_SHORT PROBLEM_: Return the lines from the one containing "Annotation task —" up to and including the one containing "Report pixel corners", word for word, with any pictures left out.

_INPUT RECORDS_:
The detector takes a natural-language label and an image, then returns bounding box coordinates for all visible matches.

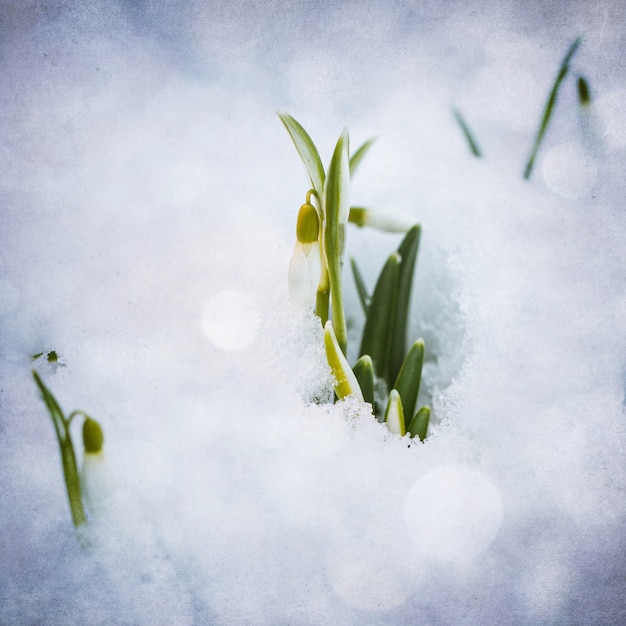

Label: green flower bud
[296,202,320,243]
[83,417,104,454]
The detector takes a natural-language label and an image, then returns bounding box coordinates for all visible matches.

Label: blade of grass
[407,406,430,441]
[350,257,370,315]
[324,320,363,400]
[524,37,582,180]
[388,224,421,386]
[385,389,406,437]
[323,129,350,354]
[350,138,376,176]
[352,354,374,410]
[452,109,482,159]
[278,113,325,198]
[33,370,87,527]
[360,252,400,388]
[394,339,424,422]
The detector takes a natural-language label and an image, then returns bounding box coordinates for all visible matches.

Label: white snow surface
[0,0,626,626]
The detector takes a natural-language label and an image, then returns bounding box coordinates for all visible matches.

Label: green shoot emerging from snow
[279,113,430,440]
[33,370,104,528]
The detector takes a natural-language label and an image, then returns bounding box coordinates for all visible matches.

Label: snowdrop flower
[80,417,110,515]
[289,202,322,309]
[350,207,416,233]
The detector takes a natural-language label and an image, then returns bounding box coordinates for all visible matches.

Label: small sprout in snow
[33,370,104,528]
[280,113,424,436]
* * *
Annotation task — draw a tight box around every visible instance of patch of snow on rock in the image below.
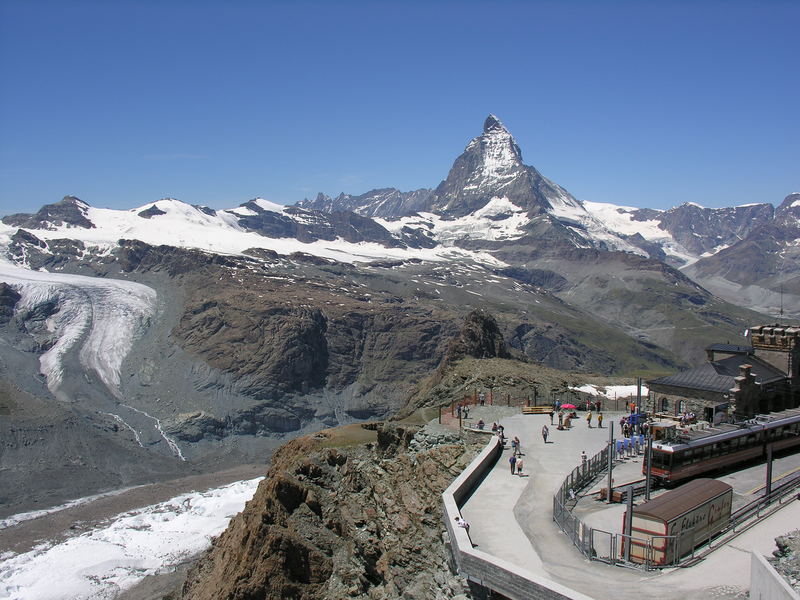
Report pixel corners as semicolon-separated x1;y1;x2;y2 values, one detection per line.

_ANSWER TO THIS TASK_:
Annotation task — draw a tight box around every visible instance of patch of snow on rock in the image below.
Report pixel corners as semicolon-separated x1;y1;x2;y2 values, one detection per line.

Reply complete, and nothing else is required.